Contour labeling rows:

# # # # # # #

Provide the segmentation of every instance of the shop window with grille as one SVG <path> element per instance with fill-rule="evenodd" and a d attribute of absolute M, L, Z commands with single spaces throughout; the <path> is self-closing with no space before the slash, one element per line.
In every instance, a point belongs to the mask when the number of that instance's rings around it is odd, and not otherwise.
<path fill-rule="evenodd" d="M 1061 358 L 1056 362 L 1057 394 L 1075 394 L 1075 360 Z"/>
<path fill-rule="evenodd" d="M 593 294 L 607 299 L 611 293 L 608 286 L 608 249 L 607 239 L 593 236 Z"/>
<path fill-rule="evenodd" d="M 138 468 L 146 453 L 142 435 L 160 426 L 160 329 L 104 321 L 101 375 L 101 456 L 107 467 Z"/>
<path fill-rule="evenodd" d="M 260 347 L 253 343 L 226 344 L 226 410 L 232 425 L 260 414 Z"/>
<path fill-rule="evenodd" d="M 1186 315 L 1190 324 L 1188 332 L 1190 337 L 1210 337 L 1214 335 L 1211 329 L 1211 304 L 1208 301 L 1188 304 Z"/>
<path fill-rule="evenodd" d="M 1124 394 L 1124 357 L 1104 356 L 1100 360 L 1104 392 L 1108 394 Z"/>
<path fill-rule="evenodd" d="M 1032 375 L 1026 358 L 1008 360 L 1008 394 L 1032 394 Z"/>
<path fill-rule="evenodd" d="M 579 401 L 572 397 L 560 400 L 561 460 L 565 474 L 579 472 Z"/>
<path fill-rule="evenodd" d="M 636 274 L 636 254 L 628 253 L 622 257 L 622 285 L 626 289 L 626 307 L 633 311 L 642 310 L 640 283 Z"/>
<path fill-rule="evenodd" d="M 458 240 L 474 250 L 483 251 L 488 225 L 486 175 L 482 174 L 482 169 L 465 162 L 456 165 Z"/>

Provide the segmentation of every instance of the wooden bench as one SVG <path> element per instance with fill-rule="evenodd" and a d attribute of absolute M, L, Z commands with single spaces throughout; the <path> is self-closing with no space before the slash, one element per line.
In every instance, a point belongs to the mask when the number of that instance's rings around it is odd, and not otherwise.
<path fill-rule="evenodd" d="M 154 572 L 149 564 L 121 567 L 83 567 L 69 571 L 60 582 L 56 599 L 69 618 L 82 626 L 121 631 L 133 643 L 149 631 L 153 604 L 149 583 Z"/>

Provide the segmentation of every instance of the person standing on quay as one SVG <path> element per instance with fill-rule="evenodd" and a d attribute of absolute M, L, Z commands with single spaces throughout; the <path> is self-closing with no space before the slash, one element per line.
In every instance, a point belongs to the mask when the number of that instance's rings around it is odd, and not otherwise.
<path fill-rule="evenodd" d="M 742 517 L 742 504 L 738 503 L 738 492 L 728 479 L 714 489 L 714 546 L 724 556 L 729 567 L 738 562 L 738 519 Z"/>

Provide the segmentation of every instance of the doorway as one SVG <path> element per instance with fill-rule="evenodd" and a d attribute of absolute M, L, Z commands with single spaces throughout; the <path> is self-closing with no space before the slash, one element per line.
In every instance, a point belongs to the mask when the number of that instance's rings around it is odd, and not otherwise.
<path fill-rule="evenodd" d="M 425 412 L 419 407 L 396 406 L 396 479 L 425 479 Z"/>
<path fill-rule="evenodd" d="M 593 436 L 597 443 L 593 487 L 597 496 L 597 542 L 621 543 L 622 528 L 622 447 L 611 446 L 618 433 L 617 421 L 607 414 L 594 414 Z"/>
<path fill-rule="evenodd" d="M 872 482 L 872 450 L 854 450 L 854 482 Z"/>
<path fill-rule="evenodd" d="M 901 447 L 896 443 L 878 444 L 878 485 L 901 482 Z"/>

# # # # # # #

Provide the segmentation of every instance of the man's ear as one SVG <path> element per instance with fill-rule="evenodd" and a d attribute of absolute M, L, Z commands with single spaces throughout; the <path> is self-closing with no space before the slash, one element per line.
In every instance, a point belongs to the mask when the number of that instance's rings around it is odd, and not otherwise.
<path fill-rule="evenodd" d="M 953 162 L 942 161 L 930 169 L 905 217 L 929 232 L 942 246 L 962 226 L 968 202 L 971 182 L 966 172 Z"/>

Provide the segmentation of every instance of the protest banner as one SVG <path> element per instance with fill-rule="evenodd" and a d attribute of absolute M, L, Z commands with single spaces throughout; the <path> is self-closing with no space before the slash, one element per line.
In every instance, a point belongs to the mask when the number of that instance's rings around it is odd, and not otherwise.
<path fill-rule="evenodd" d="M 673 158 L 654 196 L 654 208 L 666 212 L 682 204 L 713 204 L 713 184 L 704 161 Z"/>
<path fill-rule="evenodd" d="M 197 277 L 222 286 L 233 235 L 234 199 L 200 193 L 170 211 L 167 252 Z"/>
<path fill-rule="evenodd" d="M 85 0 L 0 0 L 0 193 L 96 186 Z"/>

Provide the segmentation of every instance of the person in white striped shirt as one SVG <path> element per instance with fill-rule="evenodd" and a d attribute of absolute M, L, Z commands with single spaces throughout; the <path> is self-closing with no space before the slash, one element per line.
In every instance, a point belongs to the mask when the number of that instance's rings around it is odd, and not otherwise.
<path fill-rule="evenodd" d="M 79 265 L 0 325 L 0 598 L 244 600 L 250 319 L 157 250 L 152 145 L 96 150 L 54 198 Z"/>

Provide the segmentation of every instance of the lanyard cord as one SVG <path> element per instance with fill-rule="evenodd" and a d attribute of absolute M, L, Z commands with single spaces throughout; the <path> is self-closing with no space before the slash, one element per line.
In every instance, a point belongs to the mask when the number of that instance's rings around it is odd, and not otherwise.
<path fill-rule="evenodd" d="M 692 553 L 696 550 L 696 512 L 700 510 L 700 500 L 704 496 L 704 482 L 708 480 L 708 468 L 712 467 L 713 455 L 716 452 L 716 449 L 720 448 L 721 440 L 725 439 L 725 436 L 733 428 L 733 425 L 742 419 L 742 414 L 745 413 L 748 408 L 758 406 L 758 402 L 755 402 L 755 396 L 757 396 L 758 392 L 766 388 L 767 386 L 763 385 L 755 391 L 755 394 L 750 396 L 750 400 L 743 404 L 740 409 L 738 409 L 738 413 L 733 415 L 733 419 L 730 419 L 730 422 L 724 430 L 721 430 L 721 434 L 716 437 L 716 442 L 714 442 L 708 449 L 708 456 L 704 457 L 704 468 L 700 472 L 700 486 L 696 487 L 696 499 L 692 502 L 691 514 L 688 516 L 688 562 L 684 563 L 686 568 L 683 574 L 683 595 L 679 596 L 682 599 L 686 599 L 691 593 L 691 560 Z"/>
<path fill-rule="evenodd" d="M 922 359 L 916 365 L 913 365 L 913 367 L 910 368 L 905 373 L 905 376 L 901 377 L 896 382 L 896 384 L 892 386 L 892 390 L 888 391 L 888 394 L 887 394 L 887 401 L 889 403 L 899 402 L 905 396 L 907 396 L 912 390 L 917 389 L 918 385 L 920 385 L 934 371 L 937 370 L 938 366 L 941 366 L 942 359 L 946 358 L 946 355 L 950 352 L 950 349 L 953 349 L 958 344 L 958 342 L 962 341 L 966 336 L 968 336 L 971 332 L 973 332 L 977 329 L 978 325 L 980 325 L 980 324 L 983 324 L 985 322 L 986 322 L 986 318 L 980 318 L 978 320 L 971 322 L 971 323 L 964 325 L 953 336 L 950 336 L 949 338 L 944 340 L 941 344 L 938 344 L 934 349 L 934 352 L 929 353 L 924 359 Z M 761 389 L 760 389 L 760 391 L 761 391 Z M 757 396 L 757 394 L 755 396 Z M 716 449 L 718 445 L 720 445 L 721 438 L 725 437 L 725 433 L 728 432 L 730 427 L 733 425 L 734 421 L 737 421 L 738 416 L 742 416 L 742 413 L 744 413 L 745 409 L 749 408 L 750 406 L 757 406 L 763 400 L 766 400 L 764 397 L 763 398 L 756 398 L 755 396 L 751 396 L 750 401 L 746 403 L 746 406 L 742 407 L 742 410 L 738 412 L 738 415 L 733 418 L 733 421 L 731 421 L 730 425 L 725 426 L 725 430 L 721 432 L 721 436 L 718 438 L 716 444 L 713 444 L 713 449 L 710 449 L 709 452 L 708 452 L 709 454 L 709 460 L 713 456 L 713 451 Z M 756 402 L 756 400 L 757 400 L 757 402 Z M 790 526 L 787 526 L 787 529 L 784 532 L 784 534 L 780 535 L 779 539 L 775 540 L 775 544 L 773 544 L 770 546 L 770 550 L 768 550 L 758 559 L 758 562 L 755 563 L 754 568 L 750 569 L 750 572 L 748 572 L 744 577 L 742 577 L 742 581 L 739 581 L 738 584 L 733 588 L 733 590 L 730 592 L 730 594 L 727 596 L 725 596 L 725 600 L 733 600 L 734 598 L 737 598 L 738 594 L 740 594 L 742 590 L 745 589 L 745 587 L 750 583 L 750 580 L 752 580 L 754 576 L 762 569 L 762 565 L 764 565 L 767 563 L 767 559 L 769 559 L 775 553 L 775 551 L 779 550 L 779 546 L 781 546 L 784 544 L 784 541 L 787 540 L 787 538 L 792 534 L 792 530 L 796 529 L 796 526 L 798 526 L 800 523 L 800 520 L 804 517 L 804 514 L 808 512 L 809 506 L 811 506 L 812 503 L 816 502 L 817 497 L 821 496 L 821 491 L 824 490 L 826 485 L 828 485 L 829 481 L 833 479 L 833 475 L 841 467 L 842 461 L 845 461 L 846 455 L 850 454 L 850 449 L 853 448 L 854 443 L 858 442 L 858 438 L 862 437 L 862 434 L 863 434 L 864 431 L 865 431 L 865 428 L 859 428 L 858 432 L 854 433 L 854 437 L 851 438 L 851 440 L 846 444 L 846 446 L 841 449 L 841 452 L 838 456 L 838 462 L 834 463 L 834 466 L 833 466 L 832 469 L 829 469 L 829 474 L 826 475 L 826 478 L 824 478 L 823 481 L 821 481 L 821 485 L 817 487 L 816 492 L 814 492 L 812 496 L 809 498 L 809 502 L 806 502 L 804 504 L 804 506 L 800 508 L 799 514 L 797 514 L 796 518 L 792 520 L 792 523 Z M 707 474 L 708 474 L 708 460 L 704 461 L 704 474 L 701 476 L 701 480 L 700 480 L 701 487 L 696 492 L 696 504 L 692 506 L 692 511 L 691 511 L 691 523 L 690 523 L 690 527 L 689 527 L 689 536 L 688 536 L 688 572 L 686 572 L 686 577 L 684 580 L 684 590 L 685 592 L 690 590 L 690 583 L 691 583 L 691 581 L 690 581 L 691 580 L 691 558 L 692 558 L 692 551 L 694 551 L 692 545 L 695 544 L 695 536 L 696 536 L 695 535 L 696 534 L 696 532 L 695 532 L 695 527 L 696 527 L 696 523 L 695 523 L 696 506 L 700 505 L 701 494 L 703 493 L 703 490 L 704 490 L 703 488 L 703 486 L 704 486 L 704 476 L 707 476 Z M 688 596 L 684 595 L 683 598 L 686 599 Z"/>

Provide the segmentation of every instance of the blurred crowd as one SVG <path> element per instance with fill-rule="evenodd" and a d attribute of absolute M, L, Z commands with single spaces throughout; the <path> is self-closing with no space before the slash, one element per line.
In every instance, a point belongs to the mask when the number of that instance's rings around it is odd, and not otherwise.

# # # # # # #

● **SET EXERCISE**
Count the lines of the rows that contain the string "person", treating case as significant, and give only the number.

● **COMPLETE ANSWER**
2